Exercise aim:
Collect every line in the listing below that contains the word "hand".

Input:
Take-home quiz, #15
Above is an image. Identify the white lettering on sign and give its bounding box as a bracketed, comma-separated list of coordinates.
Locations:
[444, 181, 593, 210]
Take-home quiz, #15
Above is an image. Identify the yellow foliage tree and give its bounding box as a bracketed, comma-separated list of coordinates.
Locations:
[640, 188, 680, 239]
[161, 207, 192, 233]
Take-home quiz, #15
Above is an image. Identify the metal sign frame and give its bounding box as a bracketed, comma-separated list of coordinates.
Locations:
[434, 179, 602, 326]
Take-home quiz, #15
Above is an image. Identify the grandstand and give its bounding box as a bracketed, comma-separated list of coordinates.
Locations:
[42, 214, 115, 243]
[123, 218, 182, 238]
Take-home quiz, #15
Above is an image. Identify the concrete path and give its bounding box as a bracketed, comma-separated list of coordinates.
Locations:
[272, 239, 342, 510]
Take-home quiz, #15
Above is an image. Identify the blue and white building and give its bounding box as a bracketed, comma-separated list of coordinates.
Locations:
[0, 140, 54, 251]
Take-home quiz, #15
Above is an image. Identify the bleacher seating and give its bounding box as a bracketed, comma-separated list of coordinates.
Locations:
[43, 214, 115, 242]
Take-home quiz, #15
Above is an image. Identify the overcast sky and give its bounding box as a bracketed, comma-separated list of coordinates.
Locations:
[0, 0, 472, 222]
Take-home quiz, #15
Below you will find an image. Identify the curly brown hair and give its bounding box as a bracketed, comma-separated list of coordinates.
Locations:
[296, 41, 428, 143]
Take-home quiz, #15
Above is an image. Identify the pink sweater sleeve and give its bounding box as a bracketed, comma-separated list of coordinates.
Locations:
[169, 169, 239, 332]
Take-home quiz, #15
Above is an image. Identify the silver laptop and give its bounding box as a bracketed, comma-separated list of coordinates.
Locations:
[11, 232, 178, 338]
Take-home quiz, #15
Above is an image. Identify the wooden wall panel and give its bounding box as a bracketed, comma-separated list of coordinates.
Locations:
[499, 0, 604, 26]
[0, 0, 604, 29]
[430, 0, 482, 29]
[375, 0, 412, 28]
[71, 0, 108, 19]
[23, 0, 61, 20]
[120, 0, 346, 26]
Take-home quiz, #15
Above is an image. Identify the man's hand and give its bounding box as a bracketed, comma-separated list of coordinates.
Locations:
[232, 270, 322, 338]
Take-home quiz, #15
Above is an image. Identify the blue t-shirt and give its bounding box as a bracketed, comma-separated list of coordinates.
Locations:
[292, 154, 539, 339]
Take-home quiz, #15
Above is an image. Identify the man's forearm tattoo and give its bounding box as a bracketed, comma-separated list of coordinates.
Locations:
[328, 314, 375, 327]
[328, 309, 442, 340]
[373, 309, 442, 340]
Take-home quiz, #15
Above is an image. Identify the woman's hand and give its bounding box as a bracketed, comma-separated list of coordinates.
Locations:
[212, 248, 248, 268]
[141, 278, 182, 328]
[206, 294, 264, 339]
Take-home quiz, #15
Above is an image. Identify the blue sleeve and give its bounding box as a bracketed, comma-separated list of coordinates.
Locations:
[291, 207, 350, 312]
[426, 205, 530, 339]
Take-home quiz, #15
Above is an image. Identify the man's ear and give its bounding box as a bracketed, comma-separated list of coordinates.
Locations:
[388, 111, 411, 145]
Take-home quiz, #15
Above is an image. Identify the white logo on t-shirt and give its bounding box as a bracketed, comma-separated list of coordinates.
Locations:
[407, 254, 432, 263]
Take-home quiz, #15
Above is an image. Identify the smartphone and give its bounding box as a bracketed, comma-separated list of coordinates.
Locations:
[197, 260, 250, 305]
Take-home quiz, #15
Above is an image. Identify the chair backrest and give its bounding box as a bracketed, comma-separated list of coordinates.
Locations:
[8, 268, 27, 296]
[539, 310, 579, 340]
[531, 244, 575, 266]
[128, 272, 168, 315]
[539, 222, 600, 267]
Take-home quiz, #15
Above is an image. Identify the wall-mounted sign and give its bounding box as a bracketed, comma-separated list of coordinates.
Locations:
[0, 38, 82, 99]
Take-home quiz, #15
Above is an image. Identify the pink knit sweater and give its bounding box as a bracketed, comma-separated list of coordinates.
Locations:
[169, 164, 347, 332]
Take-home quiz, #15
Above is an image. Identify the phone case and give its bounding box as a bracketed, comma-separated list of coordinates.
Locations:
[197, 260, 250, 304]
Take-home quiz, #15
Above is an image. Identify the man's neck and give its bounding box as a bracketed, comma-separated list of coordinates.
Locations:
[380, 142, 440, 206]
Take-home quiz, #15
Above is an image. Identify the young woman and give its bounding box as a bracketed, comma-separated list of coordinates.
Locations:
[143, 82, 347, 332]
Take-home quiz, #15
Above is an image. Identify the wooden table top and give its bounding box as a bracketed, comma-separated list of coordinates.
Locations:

Full response:
Above is an image. Identify the man's hand and give its bounding box as a bracketed, comma-separated list of coordinates.
Above is an image. Identify the woman's hand and give its bounding box as a bracketed, comma-separated list of coordinates.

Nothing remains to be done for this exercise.